# TRY IT:
A bare number is the only acceptable answer: how many lines of these entries include "metal"?

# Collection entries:
++++++++++++++++++++

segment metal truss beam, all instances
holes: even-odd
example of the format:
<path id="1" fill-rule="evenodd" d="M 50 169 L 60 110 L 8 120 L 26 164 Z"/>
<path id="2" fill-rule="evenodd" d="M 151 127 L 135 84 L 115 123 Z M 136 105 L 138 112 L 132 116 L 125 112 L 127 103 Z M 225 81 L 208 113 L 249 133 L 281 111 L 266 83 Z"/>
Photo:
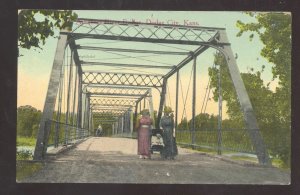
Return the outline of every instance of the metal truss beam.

++++++++++++++++++++

# ANSWER SECTION:
2